Exercise description: Copy every entry word for word. Skip the pictures.

(Dataset records about object locations)
──────
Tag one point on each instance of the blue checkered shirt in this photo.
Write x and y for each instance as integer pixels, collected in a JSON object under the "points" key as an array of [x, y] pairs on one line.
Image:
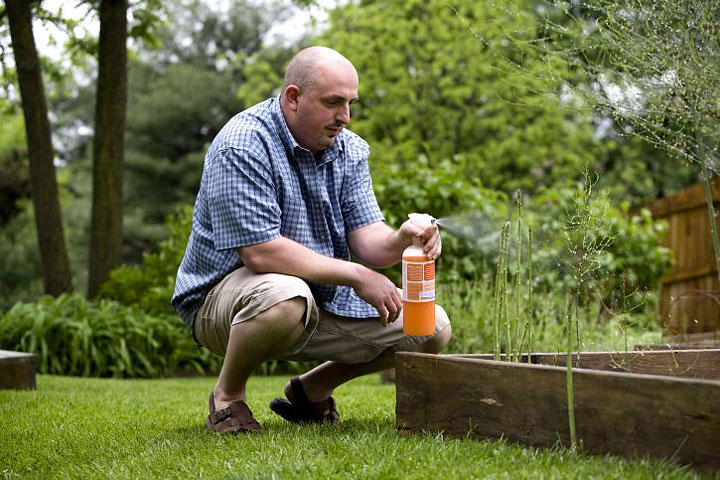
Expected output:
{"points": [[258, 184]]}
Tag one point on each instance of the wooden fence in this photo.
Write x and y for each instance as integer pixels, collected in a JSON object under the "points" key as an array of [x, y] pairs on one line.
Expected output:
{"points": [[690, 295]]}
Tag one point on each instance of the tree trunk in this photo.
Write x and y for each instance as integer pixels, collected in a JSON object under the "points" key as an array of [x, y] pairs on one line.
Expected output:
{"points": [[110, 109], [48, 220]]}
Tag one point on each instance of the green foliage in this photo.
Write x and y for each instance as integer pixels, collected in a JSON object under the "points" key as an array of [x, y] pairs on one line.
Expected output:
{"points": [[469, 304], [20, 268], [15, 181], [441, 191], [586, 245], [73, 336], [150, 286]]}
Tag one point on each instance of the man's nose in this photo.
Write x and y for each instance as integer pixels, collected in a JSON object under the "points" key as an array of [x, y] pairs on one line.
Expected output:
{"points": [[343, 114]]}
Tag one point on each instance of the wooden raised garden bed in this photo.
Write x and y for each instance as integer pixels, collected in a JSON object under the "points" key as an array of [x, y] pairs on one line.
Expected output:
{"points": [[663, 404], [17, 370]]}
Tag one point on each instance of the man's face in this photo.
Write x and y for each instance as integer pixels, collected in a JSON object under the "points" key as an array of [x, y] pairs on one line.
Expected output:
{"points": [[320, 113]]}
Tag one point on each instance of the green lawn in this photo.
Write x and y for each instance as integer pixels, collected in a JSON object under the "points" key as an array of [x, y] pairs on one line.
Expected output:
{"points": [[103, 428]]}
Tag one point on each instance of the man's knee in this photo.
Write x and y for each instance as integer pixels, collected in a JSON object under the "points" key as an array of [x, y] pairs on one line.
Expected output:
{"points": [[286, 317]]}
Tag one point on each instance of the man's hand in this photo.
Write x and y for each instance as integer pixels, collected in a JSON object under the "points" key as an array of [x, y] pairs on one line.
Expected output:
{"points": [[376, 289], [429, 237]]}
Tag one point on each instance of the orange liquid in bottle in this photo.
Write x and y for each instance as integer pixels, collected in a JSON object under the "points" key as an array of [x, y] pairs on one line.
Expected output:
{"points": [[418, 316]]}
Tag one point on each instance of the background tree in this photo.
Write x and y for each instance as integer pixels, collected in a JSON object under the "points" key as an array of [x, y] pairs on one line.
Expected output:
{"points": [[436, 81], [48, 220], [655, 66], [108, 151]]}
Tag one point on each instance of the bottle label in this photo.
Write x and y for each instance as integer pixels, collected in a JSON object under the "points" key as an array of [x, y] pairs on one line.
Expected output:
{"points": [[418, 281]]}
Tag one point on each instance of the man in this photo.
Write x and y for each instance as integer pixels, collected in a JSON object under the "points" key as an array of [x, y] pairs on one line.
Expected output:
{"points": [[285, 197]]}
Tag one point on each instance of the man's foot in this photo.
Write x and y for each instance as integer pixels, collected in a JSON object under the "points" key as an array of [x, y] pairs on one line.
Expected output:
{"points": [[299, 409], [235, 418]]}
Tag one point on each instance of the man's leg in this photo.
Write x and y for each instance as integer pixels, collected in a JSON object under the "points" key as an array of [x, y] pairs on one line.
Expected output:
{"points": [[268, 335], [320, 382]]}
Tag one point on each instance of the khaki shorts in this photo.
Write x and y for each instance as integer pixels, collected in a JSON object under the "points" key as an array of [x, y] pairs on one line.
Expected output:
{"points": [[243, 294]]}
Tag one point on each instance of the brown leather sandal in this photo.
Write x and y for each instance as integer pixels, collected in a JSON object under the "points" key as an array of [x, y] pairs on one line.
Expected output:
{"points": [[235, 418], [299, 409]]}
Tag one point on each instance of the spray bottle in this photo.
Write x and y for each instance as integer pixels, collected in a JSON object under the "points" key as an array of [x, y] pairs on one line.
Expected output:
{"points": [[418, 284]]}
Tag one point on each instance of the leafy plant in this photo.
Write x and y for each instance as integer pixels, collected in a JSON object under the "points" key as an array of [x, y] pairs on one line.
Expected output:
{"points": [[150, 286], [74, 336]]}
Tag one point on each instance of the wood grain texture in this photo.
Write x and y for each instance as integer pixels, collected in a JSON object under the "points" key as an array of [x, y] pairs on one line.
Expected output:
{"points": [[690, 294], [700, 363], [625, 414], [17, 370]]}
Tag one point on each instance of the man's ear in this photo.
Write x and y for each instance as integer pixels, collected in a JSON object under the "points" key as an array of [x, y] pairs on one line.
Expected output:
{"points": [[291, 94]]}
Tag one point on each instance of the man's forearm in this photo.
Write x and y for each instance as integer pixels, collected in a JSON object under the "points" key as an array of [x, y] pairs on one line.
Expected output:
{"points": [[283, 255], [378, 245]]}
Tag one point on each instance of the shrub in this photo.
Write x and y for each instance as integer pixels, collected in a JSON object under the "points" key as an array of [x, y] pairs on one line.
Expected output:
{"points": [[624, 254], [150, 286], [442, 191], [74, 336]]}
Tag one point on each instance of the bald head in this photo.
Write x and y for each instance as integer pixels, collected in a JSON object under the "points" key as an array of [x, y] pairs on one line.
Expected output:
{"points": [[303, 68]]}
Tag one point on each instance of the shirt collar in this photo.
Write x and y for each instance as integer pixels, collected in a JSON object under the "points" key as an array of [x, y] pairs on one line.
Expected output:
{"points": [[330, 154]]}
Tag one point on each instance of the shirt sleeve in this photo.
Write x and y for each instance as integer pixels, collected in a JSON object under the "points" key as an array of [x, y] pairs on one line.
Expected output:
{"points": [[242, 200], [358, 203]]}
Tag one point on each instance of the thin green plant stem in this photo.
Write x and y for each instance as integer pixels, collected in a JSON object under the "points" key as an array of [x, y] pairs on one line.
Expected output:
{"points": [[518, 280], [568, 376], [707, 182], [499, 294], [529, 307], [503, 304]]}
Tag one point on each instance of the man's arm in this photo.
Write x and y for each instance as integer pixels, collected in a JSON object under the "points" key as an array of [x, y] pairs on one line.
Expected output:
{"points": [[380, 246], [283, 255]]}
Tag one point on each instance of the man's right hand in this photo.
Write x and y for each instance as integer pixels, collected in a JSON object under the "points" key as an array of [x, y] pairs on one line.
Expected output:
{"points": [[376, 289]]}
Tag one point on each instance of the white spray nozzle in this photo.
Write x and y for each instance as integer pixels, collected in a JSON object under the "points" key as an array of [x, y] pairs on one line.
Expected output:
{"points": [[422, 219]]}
──────
Solution for this problem:
Tag one point on each instance of the blue checkered shirt in this photo.
Write x and y for each instance as integer pixels, collected in a JSON object under the "points" key as an array of [x, y] pairs on one line.
Image:
Expected output:
{"points": [[258, 184]]}
Tag one point on each instance of the wooden fence in this photo.
Write x and y for each instance as integer pixels, collected in a JSON object under the "points" key as an array of [x, y] pairs on one line.
Expected output:
{"points": [[690, 295]]}
Tag one point on each instance of the tree trunk in this photo.
Write x and y for each instance as integer pixels, collected in a JSON object under the "points" key as an array of [x, y] pairs on one line.
Expected output:
{"points": [[110, 109], [48, 220]]}
Tag one point on each instance of the green foliage in this photo.
Write x and y for each instance as integer pixels, collected in a JSON object under the "points" key as an array of [x, y] pairs on one line.
Expected output:
{"points": [[469, 304], [20, 268], [15, 181], [441, 191], [586, 245], [73, 336], [150, 286]]}
Tag one point on each instance of the man's nose in this photo.
Write x and y for each instance as integer pixels, collected in a JSON object under the "points" key as an array of [x, y] pairs on one line.
Expected output:
{"points": [[343, 114]]}
Tag one point on each instance of the wooden raised garden bed in this photo.
Write x and y for each instance as integer pixels, collected in a JSON object under the "points" key as an array of [x, y] pairs on one line.
Expected output:
{"points": [[663, 404], [17, 370]]}
Tag one point on each instance of the man's face in this photo.
Write x and y for each instance as integer pixels, collected in a JSON object under the "points" key as an array of [x, y] pairs on one line.
Expected output:
{"points": [[320, 113]]}
Tag one point on each instance of the green lawn in this photo.
Write x and y for each instance as integer pixels, collected in a JSON object under the "points" key as an array of [x, y] pairs on one line.
Expected output:
{"points": [[103, 428]]}
Tag one point on each instance of the man's knee in this photo.
Write x and y for each instance as integer pixels, collected in a JSON object under the "points" key as an array of [x, y] pairs on one line.
Expected output:
{"points": [[286, 317]]}
Tag one point on each instance of the man's hand in this photo.
Write x and y for each instance as integer pixels, collected in a JSON object under the "points" key as an array of [x, y] pairs on one line.
Expected output:
{"points": [[376, 289], [429, 237]]}
Tag one point on each instance of the orange liquid in bottle in this photo.
Write x and y for each instance as integer pixels, collected in a JSON object under the "points" key as an array of [x, y] pairs on one line.
Expected output:
{"points": [[418, 316]]}
Tag one point on each instance of the background tree in this photo.
Write x and y for each instance as integer pixels, collected in a JSON object under the "points" key as an array of [x, y] pairs on one line.
Expected output:
{"points": [[436, 81], [48, 220], [655, 66], [108, 151]]}
Tag one point on each instance of the bottle label in this photo.
Write x and y for each instance as integer pixels, collected in a JSON object under the "points" key as an array of [x, y] pairs on one line.
Expected output:
{"points": [[418, 281]]}
Tag one point on each instance of the man in this photo.
Write x and y for each instance as integer pixels, collected in a JSON object under the "points" key as an array of [x, y] pairs on one line.
Expected output:
{"points": [[285, 197]]}
Tag one point on each instance of the man's foot in this photo.
Write x and y for each instance as integer pixels, collected in a JSON object under the "points" key as an array of [x, y] pairs on one line.
Expected output:
{"points": [[299, 409], [235, 418]]}
Tag one point on each instance of the man's leg in this photo.
Write x and y for each instance as integer pixels, collected in a JSON object under the "points" key as an array of [x, y] pairs on one line.
Expected output:
{"points": [[268, 335], [320, 382]]}
Tag one point on each instance of the khaki shorts in this photo.
Write x and y for each instance as integer pixels, collected in a JSON object under the "points" key as an array of [x, y] pairs on one line.
Expected output:
{"points": [[243, 294]]}
Tag one point on each instance of the brown leather sandal in this photo.
Write x and y for each instance as integer pixels, collected in a JSON object under the "points" key as an array of [x, y] pairs on one line.
Expected output:
{"points": [[235, 418], [299, 409]]}
Tag one point on each instance of the spray bottle in this photo.
Write x and y for each instance as integer pixels, collected in a JSON object under the "points" key as an array of [x, y] pairs on one line.
Expected output:
{"points": [[418, 284]]}
Tag one point on each instance of the leafy plant in this photo.
Write x and y for each instance as integer pixels, collected in a JSON object under the "points" key as an array of [x, y] pairs on one line.
Expected output:
{"points": [[150, 286], [74, 336]]}
Tag one point on each instance of the wood grain texture in this photo.
Write x and y for each instance as integer pixels, collected in a JSON object under the "points" key as an array of [x, y] pairs on one line.
Expected output:
{"points": [[690, 294], [700, 363], [625, 414], [17, 370]]}
Tag one point on each instance of the man's ear in this photo.
Write x and y for each instance as integer pixels, collected in a JSON object under the "points" key as an array of [x, y] pairs on one line.
Expected output:
{"points": [[291, 94]]}
Tag one point on each instance of the man's forearm in this photo.
Write x and y for each instance as integer pixels, collected in a JSON object under the "points" key as an array of [x, y] pairs on one line.
Expected output:
{"points": [[283, 255], [378, 245]]}
Tag one point on each instance of the shrub in this photo.
Write x and y for each instance as integer pixels, collected in a JSON object under the "points" key as an array of [x, y] pairs on one line.
Expected output:
{"points": [[624, 254], [150, 286], [442, 191], [74, 336]]}
Tag one point on each instance of the bald head in this photo.
Write x and y for each instance as integer pixels, collected in a JSON object under the "points" key as an array of [x, y] pairs on one line.
Expected output:
{"points": [[303, 68]]}
Tag one point on each instance of the shirt collar in this photo.
Write x and y for each instance as integer pixels, collected in a JSON object under the "points" key as an array of [x, y] pairs on one line.
Expected output:
{"points": [[330, 154]]}
Tag one point on each instance of the shirt sleeve in this photo.
Write x and y for each instance as integer pixels, collected in a JSON object under the "points" key as an array of [x, y] pairs on one line.
Expected output:
{"points": [[242, 200], [358, 203]]}
Tag one point on each instance of the thin green plant stem in this photo.
Write x and y for each instance as integer pixels, collected in a JSON object under the "points" key as an array of [x, y] pairs on one line.
Expected output:
{"points": [[518, 280], [568, 376], [707, 182], [499, 294], [529, 307], [503, 304]]}
Tag one point on each instance of the man's arm in this photo.
Write x and y for each instance as integer pixels, collected in a JSON object under the "points" key as an array of [x, y] pairs on one line.
Expected output:
{"points": [[380, 246], [283, 255]]}
Tag one point on each instance of the man's right hand in this photo.
Write x and y for each instance as integer pixels, collected in a JSON object under the "points" key as an array of [x, y] pairs on one line.
Expected output:
{"points": [[376, 289]]}
Tag one point on each instance of the white spray nozzle in this photo.
Write x and y for each instance as integer pixels, collected in a JSON object under the "points" key as an array of [x, y] pairs on one line.
Expected output:
{"points": [[422, 219]]}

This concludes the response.